Provided data START

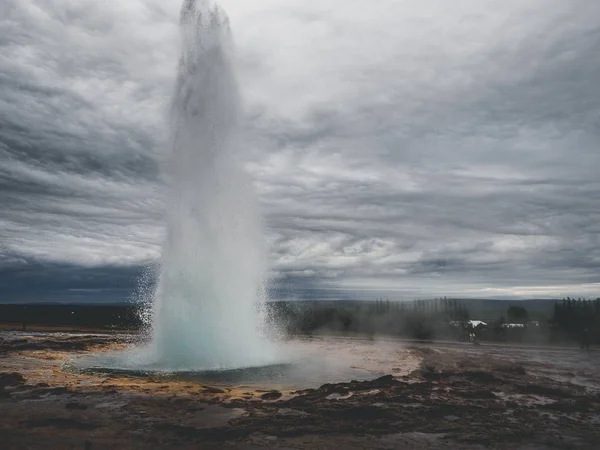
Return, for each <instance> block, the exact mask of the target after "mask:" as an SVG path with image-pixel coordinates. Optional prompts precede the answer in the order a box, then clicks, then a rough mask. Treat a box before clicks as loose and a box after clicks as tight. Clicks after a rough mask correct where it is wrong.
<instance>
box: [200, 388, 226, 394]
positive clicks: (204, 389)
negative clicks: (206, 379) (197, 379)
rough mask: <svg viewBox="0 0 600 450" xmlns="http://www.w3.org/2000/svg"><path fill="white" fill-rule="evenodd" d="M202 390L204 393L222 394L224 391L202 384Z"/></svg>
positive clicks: (212, 393) (222, 389) (222, 393)
mask: <svg viewBox="0 0 600 450" xmlns="http://www.w3.org/2000/svg"><path fill="white" fill-rule="evenodd" d="M202 392H203V393H204V394H224V393H225V391H224V390H223V389H219V388H215V387H211V386H204V389H203V390H202Z"/></svg>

Provided data END

▶ Required work
Rewrite the data from its start up to and including the line containing "negative clicks: (206, 379) (197, 379)", putting "bounding box" in place of "box" and keeping everything else the same. Return only those lines, and leave the pictures out.

▶ Reply
Return, for each <instance> block, the exact mask of the target after "mask:" as an SVG path with image-pixel coordinates. Optional prompts precede the answer in the order a bounding box, then clicks, then a rough mask. Treat a bounding box before clicks as loose and a bounding box after clicks as tight. Clicks after a rough mask correct where it is wrong.
<instance>
bounding box: [200, 388, 226, 394]
positive clicks: (204, 389)
negative clicks: (206, 379) (197, 379)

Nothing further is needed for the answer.